*** STORED RECORDS
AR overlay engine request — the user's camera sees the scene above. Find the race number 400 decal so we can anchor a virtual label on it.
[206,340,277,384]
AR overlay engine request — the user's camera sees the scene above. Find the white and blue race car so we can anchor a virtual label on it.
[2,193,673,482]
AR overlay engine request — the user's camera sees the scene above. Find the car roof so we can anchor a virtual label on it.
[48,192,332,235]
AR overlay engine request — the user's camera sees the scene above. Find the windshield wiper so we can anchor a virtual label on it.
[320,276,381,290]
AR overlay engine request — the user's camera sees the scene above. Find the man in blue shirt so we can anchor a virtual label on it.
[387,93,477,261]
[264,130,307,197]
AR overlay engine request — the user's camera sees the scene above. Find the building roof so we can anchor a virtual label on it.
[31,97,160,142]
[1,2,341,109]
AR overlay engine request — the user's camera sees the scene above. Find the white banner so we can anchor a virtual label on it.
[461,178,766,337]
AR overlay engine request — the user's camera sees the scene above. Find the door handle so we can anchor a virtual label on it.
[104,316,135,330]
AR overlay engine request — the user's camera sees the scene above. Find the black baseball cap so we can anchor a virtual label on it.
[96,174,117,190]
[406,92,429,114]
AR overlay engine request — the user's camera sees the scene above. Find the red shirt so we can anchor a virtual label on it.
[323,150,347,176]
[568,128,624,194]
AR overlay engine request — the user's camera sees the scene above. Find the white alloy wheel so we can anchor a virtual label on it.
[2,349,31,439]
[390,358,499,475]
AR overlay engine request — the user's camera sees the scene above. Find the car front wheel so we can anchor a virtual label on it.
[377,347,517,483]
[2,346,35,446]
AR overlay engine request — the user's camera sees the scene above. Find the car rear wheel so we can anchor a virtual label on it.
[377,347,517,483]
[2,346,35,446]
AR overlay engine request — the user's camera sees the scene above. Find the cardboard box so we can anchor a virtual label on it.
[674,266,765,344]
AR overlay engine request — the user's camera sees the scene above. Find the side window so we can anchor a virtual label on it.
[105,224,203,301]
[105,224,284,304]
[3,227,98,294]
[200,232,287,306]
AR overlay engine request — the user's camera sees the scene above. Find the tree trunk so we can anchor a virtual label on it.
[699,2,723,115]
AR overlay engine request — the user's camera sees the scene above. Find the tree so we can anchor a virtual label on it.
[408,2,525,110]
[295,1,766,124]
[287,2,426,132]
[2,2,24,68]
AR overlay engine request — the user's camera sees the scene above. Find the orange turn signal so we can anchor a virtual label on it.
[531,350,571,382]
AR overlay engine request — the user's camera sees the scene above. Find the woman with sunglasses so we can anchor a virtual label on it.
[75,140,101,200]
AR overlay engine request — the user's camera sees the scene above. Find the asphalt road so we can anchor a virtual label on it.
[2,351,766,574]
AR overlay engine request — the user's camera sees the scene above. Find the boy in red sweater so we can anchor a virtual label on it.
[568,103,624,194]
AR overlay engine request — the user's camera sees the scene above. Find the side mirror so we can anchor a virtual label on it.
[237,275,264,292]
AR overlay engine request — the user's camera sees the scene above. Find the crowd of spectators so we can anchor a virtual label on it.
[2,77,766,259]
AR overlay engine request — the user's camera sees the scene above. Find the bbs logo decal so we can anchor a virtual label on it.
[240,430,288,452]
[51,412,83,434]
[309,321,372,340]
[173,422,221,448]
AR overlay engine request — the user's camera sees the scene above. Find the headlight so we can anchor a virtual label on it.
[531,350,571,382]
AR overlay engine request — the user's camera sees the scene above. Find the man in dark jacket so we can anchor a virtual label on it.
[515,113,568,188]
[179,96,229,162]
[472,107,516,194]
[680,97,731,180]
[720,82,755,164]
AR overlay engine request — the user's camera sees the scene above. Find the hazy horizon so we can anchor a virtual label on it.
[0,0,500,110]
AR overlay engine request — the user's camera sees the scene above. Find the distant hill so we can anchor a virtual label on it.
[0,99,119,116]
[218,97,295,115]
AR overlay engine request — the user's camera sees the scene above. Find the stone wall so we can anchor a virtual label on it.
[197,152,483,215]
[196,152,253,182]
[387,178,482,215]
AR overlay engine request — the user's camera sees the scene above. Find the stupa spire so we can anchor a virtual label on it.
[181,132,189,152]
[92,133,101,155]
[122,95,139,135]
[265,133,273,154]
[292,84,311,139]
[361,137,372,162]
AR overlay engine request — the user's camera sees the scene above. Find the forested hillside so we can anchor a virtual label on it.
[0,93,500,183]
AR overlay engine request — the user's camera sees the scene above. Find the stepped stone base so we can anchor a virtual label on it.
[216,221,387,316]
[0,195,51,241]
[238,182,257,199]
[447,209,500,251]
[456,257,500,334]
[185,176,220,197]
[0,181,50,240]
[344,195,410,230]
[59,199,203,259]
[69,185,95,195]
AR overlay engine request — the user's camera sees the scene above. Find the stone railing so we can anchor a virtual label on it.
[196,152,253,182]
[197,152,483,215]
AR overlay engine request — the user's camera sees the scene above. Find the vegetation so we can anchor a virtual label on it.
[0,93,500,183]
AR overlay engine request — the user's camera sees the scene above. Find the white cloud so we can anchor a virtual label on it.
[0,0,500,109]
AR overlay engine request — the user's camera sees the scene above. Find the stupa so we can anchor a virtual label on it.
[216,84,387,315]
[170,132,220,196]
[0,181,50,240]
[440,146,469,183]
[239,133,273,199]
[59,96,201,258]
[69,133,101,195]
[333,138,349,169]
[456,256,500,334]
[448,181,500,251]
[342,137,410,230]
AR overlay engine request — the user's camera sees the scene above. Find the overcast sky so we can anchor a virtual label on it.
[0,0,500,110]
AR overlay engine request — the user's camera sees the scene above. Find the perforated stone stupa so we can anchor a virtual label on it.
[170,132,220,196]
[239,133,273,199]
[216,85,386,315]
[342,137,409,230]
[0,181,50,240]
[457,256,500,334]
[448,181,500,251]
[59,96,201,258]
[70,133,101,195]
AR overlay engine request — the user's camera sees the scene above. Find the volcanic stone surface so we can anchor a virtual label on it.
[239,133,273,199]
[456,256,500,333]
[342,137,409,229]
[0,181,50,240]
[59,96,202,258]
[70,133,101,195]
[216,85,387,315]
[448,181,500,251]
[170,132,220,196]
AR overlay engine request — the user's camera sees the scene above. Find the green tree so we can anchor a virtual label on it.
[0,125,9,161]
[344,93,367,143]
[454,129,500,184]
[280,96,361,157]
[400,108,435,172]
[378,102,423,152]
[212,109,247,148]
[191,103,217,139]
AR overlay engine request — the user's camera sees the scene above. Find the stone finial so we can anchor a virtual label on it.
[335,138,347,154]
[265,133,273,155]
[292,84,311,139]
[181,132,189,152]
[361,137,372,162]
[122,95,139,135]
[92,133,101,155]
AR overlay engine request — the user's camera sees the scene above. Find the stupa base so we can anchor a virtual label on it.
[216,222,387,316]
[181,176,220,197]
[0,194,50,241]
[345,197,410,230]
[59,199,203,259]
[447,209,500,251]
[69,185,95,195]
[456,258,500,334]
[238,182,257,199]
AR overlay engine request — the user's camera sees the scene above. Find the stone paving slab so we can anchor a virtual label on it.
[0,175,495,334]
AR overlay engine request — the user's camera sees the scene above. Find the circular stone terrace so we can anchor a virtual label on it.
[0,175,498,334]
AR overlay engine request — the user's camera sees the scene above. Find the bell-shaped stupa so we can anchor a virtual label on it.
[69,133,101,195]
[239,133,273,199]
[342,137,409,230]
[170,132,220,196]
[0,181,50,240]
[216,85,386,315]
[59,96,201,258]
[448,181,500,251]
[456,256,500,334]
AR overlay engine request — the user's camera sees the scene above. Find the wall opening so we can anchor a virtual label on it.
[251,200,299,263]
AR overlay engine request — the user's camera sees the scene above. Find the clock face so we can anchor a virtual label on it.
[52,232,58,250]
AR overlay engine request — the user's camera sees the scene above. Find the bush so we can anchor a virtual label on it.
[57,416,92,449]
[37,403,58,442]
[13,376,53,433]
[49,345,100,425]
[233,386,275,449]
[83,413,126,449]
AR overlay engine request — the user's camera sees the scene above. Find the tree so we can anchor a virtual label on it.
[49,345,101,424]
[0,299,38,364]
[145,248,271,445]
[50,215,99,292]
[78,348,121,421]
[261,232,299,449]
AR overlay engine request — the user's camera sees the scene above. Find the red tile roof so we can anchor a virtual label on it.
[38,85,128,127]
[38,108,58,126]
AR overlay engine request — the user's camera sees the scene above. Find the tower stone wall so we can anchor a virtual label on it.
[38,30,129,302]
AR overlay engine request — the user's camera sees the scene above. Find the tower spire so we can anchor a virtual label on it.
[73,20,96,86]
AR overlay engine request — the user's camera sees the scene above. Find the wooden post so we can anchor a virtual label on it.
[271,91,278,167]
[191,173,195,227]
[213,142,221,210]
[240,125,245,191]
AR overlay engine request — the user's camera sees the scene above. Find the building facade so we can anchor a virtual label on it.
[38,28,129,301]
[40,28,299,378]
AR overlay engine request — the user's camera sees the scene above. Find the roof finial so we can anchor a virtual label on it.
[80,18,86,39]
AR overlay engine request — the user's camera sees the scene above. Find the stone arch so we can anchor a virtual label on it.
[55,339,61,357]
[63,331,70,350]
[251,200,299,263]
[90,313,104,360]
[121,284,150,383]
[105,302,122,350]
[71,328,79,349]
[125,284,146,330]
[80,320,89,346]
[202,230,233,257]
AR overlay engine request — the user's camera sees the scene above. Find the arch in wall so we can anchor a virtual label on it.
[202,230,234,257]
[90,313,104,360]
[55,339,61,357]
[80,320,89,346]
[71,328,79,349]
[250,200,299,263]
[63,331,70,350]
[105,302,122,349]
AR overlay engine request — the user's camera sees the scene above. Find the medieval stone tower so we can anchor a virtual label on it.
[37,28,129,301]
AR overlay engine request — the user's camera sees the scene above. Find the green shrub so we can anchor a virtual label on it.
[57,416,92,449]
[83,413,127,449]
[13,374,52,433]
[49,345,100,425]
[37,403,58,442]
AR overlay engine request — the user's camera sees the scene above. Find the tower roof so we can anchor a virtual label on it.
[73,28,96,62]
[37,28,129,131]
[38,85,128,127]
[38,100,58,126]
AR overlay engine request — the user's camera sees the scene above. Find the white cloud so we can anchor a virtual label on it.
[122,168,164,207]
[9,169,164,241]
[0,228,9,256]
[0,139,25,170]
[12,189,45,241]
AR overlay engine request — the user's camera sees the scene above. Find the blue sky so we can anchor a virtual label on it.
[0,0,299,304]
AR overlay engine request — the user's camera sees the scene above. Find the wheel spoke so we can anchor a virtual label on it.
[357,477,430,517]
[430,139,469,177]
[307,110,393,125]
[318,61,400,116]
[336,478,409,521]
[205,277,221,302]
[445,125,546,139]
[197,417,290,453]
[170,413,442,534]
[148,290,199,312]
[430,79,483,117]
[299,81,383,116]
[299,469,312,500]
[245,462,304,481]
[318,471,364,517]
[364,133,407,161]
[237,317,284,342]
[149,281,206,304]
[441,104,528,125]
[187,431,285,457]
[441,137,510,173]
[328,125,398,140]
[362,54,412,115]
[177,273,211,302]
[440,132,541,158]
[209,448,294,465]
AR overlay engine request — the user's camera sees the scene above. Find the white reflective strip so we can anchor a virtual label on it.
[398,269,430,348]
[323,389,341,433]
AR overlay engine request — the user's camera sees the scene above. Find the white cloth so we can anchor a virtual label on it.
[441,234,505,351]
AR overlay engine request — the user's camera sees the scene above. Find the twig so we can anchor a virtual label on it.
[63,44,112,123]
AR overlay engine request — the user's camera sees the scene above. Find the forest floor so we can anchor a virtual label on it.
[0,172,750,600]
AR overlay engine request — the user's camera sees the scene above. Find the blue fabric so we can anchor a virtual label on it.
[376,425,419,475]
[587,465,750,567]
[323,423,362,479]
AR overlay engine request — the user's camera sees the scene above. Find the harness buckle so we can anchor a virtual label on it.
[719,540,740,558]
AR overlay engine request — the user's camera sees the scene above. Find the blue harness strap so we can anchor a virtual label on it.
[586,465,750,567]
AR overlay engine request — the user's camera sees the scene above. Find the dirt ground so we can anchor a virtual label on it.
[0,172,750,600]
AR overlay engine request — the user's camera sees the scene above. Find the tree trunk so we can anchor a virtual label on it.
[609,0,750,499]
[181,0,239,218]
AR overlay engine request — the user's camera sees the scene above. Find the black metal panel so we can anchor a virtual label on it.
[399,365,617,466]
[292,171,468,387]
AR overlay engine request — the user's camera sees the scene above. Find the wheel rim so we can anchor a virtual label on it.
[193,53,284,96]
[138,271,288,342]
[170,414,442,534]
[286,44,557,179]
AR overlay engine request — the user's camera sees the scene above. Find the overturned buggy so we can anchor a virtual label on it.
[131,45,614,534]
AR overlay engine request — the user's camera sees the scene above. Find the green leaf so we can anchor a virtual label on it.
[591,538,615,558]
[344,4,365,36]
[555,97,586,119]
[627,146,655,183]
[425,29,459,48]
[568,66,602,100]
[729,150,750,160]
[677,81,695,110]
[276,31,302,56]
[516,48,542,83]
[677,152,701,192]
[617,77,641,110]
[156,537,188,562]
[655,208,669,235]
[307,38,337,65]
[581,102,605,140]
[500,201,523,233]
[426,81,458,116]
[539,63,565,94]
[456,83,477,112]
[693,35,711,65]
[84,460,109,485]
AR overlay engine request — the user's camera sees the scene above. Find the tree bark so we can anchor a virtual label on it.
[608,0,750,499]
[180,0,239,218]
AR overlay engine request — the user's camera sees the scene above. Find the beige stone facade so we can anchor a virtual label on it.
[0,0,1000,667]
******
● WHAT IS ASKED:
Rewrite every line of the material, starting with the line containing "the building roof" and going on through the line containing "[568,128,624,194]", offsetting each bounding-box coordinate by 102 and keeping all other text unchanged.

● THE REPLY:
AR overlay engine request — the user's camera sees the scene above. Find the building roof so we can anchor a virtual label on it.
[133,199,262,244]
[103,104,443,211]
AR overlay engine request — the user's camera sees the scene above. Find the white banner so we can anchor a virtual label on it.
[563,280,868,439]
AR overlay engine request — the user's camera sees the scene above. Find the door handle so we can anchor a virtual label on it.
[206,418,237,432]
AR overlay engine request — the user's camera sees the scene above. Find the black baseball cap so we can anchor a virtual label on it.
[198,276,219,292]
[508,194,531,216]
AR overlay engine request — the user's camera sees the scene above. Find the red shirt so we can anchor a virtual label on it.
[425,252,449,278]
[670,230,726,296]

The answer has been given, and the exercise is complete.